- _Given exercise 1_
In the passage on school bullying, what odds ratio did Liang et al. report for adolescents in countries with food insecurity being victims of bullying?
- _Given exercise 2_
Please copy out, word for word, the lines of the listing between the line holding "Locate the bird's head" and the line holding "top-left (492, 120), bottom-right (617, 243)", inclusive.
===== Passage provided =====
Children and adolescents can be implicated into school bullying as pure victims, pure bullies, or bully-victims [11]. It has been found that any role of school bullying involvement is associated with significantly impaired short-term and long-term mental health status, particularly for bullying victims [12]. Studies have disclosed that bullying victims were observed poorer academic performance, and increased risk of physical, emotional, and behavioral problems [1314]. In addition, the risk of self-harm for bullying victims was about 6 times compared with people who were not involved in school bullying [15].

Searching for influencing factors of school bullying victimization is essential for developing effective prevention policies and measures. Many published studies have identified risk factors at individual level, such as body weight, physical disability, anxiety, depression, low self-esteem, etc. [16].. It has been found that social factors may also have a significant effect on bullying victimization. For instance, Liang et al. reported that adolescents in countries with food insecurity were more likely to be victims of bullying, with an odds ratio (OR) of 1.37 [17]. In addition, Deryol et al. observed that countries with high inequality-adjusted Human Development Index (HDI) had a lower prevalence of bullying victimization [18].
===== Data for this exercise =====
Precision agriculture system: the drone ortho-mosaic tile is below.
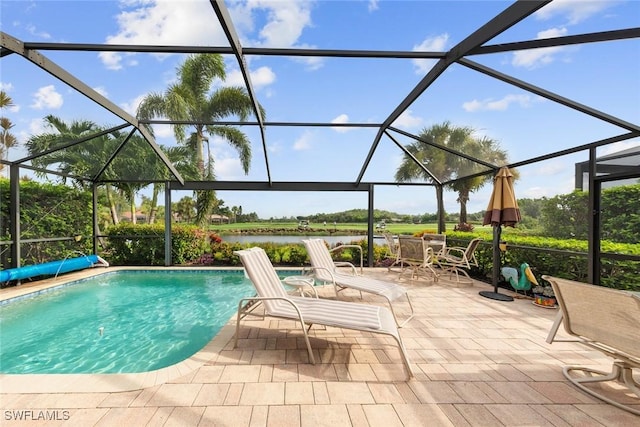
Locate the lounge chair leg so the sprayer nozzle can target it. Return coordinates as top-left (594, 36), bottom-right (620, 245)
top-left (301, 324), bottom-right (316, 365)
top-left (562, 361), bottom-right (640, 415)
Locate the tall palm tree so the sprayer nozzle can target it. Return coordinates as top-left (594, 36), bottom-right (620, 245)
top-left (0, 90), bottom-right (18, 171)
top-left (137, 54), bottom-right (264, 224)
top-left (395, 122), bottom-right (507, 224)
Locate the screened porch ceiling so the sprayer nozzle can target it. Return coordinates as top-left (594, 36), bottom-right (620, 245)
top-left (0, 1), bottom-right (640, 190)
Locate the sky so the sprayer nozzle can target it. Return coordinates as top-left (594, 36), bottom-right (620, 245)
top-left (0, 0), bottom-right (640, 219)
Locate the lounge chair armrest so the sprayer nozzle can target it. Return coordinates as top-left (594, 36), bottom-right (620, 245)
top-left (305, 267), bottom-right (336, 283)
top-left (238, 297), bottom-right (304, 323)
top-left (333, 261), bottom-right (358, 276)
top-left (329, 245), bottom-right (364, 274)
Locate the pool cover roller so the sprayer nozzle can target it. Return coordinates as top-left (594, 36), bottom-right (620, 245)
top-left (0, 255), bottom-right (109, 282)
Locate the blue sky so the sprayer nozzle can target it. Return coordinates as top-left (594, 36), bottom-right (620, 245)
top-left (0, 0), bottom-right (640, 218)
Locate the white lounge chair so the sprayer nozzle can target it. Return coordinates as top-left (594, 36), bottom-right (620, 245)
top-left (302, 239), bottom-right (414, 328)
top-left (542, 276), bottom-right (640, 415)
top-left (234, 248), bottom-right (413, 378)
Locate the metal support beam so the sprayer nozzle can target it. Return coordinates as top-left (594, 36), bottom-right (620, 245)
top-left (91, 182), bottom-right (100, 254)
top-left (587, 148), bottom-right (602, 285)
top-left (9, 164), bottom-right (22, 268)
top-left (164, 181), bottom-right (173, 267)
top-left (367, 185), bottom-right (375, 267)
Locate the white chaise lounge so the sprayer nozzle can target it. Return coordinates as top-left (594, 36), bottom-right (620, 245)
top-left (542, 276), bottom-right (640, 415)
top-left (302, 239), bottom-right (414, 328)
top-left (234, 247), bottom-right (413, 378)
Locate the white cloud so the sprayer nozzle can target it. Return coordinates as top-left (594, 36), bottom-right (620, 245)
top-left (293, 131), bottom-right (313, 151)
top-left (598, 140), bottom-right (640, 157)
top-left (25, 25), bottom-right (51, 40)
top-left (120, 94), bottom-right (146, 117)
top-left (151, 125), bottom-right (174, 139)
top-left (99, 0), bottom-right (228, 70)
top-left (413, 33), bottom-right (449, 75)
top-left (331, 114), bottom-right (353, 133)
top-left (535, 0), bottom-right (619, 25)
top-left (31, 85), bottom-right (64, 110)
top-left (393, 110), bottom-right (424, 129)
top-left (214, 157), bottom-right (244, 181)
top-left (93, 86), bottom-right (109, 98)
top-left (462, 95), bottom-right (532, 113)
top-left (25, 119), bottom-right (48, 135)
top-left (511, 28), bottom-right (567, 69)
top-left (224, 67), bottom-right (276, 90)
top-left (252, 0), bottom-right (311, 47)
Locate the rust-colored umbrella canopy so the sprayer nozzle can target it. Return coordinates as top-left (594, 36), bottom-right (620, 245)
=====
===== Data for this exercise =====
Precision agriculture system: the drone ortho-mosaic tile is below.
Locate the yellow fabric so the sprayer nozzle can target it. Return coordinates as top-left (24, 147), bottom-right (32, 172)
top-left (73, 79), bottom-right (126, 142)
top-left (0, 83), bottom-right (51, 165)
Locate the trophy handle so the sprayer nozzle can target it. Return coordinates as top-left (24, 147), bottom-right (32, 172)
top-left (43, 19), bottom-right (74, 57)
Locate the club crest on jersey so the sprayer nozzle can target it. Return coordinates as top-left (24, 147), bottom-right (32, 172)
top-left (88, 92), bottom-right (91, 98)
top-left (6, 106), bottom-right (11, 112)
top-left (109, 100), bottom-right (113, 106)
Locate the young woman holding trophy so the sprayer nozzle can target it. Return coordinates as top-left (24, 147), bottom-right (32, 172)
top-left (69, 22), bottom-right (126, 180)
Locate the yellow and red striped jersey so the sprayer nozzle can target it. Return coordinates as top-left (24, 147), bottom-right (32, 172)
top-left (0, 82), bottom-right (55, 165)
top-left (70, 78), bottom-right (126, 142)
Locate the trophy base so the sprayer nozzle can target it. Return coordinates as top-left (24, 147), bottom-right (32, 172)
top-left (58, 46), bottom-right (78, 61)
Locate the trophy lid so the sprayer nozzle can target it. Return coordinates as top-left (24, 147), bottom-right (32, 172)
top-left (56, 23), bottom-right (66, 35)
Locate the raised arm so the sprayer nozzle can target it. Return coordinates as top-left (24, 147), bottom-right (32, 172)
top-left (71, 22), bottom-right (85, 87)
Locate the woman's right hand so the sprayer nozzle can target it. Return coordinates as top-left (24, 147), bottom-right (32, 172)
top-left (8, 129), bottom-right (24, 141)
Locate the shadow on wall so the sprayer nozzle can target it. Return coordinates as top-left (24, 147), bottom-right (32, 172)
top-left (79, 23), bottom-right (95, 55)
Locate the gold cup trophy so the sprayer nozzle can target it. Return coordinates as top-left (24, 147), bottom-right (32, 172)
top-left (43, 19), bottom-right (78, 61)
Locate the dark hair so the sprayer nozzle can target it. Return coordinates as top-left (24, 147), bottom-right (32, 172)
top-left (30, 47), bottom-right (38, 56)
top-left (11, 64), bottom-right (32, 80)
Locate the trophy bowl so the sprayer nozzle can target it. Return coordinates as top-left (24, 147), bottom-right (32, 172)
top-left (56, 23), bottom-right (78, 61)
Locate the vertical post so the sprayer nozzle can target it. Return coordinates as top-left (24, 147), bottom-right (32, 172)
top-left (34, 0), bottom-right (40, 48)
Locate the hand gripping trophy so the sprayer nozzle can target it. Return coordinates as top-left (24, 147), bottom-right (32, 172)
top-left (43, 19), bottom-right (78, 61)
=====
===== Data for this exercise =====
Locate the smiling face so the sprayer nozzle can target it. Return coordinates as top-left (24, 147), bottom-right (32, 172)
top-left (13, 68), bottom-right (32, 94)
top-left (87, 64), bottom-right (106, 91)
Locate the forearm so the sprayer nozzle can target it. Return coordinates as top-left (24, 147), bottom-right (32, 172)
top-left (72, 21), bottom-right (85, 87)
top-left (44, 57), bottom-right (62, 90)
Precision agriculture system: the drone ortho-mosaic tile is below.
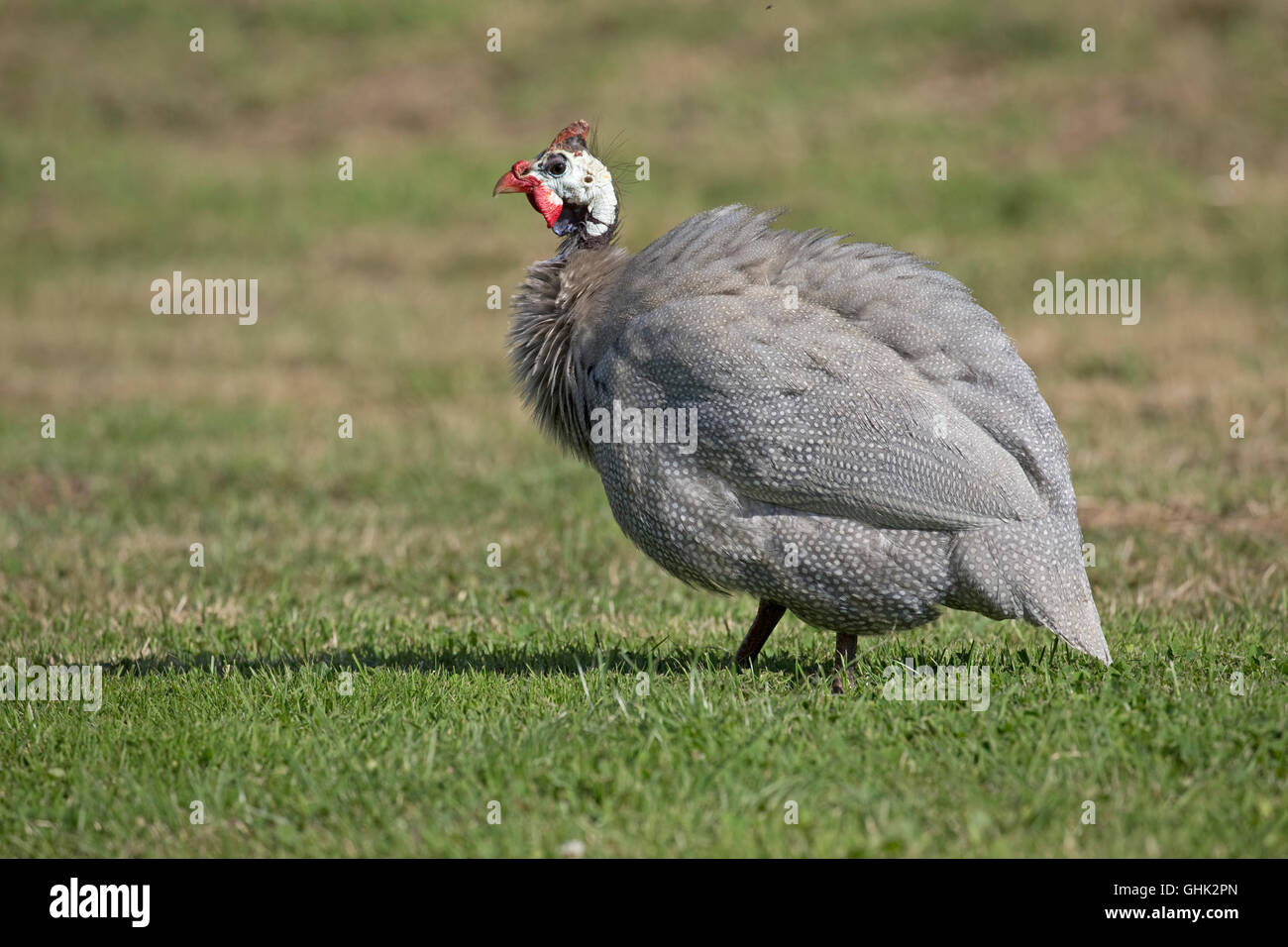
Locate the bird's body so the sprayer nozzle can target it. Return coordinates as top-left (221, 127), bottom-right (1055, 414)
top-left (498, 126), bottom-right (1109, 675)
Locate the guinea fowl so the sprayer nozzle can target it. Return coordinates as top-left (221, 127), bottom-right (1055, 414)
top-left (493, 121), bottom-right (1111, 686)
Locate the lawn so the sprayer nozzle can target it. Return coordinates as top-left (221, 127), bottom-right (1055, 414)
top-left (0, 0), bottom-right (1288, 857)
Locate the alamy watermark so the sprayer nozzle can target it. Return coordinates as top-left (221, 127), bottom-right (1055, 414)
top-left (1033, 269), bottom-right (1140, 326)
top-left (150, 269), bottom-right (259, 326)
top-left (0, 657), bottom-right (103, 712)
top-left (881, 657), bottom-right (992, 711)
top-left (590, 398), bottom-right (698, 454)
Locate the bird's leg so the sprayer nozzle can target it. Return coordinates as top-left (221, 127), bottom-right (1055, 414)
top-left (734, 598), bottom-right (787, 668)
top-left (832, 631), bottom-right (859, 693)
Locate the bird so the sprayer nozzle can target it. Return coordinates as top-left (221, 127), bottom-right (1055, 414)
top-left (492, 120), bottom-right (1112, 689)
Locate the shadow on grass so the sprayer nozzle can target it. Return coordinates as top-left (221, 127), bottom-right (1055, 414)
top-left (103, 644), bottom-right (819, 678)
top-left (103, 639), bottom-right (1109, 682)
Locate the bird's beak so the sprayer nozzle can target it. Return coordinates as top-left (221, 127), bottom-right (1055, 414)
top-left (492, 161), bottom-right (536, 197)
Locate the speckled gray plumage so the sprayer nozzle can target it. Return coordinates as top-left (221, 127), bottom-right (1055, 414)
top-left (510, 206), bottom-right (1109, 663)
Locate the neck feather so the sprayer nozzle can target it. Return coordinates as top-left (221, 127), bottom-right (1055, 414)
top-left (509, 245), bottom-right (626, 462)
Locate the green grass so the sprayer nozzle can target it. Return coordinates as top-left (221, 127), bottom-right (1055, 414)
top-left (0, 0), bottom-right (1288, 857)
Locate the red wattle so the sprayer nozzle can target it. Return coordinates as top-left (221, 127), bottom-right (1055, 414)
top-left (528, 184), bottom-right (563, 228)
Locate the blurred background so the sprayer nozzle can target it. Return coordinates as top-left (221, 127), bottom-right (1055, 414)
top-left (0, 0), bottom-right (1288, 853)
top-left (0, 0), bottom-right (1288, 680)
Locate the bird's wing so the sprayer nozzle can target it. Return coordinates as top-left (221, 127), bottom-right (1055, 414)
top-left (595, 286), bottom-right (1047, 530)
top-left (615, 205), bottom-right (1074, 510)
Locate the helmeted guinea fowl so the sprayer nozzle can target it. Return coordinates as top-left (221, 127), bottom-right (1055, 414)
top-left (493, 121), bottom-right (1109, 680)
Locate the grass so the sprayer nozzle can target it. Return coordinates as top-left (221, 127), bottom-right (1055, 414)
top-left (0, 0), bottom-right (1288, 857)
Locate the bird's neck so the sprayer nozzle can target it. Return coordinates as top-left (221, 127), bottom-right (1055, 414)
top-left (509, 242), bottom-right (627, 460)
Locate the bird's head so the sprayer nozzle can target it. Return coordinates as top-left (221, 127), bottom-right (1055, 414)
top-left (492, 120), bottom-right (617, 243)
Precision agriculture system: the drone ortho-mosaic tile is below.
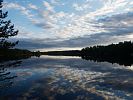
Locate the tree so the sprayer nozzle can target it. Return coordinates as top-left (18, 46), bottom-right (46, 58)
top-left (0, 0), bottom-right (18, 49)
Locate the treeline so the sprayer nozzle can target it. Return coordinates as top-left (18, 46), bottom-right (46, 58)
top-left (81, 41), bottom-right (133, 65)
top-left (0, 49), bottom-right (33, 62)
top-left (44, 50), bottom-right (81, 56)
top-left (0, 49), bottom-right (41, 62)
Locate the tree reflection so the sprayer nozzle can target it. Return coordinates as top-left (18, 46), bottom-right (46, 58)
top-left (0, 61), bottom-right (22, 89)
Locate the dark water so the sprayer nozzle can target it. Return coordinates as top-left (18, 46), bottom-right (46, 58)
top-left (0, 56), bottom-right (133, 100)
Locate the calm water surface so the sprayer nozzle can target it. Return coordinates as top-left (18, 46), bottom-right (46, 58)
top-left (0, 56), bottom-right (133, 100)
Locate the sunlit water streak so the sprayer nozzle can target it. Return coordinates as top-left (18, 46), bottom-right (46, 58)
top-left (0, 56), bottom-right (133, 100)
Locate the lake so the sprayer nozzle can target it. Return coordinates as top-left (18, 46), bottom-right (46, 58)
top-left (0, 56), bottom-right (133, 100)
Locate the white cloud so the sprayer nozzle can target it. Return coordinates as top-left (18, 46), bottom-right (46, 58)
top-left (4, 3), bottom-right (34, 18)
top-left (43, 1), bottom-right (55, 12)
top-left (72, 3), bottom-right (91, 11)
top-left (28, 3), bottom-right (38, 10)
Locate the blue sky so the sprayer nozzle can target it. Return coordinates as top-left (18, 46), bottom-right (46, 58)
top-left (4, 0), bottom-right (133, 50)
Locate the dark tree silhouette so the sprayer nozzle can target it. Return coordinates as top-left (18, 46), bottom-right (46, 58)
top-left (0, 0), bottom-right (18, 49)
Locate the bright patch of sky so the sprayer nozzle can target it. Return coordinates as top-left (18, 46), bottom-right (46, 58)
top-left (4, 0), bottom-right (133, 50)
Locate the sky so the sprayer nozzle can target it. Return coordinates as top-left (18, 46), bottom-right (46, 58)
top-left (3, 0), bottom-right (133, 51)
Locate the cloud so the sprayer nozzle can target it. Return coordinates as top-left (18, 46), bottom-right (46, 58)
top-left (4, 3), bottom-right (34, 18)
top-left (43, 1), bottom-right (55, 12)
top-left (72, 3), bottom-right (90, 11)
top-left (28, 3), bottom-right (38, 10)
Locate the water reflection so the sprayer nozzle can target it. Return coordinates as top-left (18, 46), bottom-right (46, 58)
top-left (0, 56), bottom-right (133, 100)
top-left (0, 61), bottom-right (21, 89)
=====
- _Exercise answer 1_
An odds ratio of 1.37.

- _Exercise answer 2_
Locate the bird's head so the sprayer nozzle can target it. Return coordinates as top-left (221, 127), bottom-right (1055, 414)
top-left (492, 120), bottom-right (617, 243)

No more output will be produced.